**What is being asked**
In all the records, swap "drooping petal" for "wilting petal" and give the lines again with nothing else changed. Leave the pictures out of your answer.

— BEGIN Records for this task —

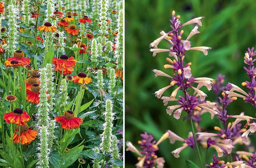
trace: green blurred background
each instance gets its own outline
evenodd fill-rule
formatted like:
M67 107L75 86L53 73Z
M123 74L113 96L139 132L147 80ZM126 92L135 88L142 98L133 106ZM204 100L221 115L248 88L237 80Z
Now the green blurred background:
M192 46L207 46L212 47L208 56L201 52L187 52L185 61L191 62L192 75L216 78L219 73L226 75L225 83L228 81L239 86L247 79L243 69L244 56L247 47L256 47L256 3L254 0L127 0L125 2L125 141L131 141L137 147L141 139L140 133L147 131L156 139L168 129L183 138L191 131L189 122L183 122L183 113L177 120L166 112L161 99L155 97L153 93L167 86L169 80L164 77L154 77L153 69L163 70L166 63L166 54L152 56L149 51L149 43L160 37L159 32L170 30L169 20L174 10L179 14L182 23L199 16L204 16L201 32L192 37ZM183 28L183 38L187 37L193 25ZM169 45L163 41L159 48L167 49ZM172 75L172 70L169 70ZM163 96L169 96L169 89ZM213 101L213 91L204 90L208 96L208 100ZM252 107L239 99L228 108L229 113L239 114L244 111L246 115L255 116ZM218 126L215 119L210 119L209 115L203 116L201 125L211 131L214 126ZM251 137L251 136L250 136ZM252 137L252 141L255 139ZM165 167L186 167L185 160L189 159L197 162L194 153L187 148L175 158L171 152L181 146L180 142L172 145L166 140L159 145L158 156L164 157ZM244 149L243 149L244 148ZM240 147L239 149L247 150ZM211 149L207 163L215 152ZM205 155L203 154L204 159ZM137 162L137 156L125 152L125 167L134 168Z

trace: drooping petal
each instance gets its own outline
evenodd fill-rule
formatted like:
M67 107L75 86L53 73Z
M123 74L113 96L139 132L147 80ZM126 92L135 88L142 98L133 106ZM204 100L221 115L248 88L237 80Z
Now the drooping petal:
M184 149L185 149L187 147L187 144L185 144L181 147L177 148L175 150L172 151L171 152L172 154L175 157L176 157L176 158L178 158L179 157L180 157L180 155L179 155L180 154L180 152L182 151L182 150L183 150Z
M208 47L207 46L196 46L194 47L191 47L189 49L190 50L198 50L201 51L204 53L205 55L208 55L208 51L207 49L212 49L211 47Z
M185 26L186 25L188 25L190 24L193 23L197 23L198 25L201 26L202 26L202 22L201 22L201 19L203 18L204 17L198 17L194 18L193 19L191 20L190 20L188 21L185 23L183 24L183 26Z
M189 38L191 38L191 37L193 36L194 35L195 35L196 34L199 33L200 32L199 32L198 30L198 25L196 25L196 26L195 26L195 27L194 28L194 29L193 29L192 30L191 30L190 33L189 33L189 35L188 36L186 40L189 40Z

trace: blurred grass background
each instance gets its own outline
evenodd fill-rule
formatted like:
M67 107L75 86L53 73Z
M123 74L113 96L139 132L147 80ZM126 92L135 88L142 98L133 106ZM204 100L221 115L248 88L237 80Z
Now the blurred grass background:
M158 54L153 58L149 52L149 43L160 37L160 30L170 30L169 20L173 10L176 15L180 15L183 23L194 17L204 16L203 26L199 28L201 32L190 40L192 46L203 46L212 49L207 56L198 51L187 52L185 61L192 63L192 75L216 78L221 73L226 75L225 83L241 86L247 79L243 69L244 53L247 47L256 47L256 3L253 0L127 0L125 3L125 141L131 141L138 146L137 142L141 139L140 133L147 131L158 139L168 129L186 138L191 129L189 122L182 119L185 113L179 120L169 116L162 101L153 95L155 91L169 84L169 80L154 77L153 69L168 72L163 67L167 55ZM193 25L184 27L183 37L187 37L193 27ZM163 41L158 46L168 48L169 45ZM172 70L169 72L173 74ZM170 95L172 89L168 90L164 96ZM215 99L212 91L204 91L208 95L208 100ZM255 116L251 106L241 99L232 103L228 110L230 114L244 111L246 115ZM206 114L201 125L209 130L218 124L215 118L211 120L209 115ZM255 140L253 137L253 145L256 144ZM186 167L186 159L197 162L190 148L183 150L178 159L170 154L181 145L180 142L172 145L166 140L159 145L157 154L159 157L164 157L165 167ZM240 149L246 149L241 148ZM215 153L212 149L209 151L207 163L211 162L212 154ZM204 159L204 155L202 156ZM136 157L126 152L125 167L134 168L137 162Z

— END Records for this task —

**Full response**
trace: green blurred background
each instance gets its own outline
evenodd fill-rule
formatted like:
M67 107L75 86L53 73Z
M123 74L113 96L139 132L147 80ZM126 92L135 88L142 98L133 106ZM204 100L221 115L248 88L237 80Z
Now the green blurred background:
M192 46L207 46L212 47L208 56L201 52L187 52L185 61L191 62L192 75L216 78L219 73L226 75L225 83L228 81L239 86L247 79L243 69L244 56L247 47L256 47L256 3L254 0L127 0L125 2L125 141L131 141L137 147L141 139L140 133L147 131L156 139L168 129L183 138L191 131L189 122L183 122L183 113L177 120L166 112L161 99L155 97L153 93L167 86L169 80L164 77L154 77L153 69L163 70L166 63L166 54L152 56L149 51L149 43L160 37L159 32L170 30L169 20L174 10L179 14L182 23L199 16L204 16L201 32L192 37ZM183 28L183 38L187 37L193 25ZM169 45L163 41L159 48L167 49ZM172 75L172 70L169 70ZM163 96L169 96L169 89ZM213 101L213 91L204 90L208 96L208 100ZM252 107L239 99L228 108L229 113L239 114L244 111L246 115L255 116ZM218 126L215 119L210 119L209 115L203 116L201 125L211 131L214 126ZM251 137L251 136L250 136ZM252 137L252 141L255 139ZM165 167L186 167L185 160L189 159L197 162L194 153L187 148L175 158L171 152L181 146L180 142L172 145L166 140L159 145L158 156L164 157ZM244 149L243 149L244 148ZM240 147L239 149L247 150ZM211 149L207 163L215 152ZM205 155L203 154L204 159ZM137 162L137 156L125 152L125 167L134 168Z

trace: wilting petal
each instance gets its own outline
evenodd fill-rule
formatted like:
M67 107L75 86L53 73Z
M123 74L113 96L139 132L147 80ZM126 92L135 88L142 98L133 106ZM204 100L221 115L248 88L237 80Z
Now the wilting petal:
M184 149L185 149L187 147L187 144L185 144L181 147L177 148L175 150L172 151L171 152L172 154L175 157L176 157L176 158L178 158L179 157L180 157L180 155L179 155L180 154L180 152L182 151L182 150L183 150Z
M208 47L207 46L196 46L194 47L191 47L189 49L190 50L198 50L201 51L204 53L205 55L208 55L208 51L207 49L212 49L211 47Z
M185 26L186 25L188 25L190 24L193 23L197 23L198 25L201 26L202 26L202 22L201 22L201 19L203 18L204 17L198 17L194 18L193 19L191 20L190 20L188 21L185 23L183 24L183 26Z
M189 38L191 38L191 37L193 36L194 35L195 35L196 34L199 33L200 32L199 32L198 30L198 25L196 25L196 26L195 26L195 27L194 28L194 29L193 29L192 30L191 30L190 33L189 33L189 35L188 36L186 40L189 40Z

trace: blurred grass background
each instance gets its own outline
evenodd fill-rule
formatted like:
M67 107L75 86L53 73Z
M123 74L113 96L139 132L147 80ZM126 92L135 88L142 98L133 106ZM204 100L221 115L248 88L237 80Z
Now the blurred grass background:
M158 54L153 58L149 52L149 43L160 37L160 30L170 30L169 20L173 10L176 15L180 15L183 23L194 17L204 16L203 26L199 28L201 32L190 40L192 46L203 46L212 49L207 56L198 51L187 52L185 61L192 63L192 75L216 78L221 73L226 75L225 83L241 86L247 79L243 69L244 53L247 47L256 47L256 3L253 0L127 0L125 3L125 141L131 141L138 146L137 142L141 139L140 133L147 131L158 139L168 129L186 138L191 129L189 122L182 119L185 113L179 120L169 116L162 101L153 95L155 91L169 84L169 80L154 77L153 69L168 72L163 67L167 55ZM193 25L184 27L183 37L187 37L193 27ZM163 41L158 46L168 48L169 45ZM172 70L169 72L173 74ZM170 95L172 89L168 90L164 96ZM215 99L212 91L204 91L208 95L208 100ZM255 116L251 106L241 99L232 103L228 110L230 114L244 111L246 115ZM206 114L201 125L209 130L218 124L215 118L211 120L209 115ZM255 140L253 137L253 145L256 144ZM186 167L186 159L197 162L190 148L183 150L178 159L170 154L181 145L180 142L172 145L166 140L159 145L157 154L159 157L164 157L165 167ZM240 149L246 149L241 148ZM215 153L212 149L209 151L207 163L211 162L212 154ZM204 159L204 155L202 156ZM136 157L126 152L125 167L134 168L137 162Z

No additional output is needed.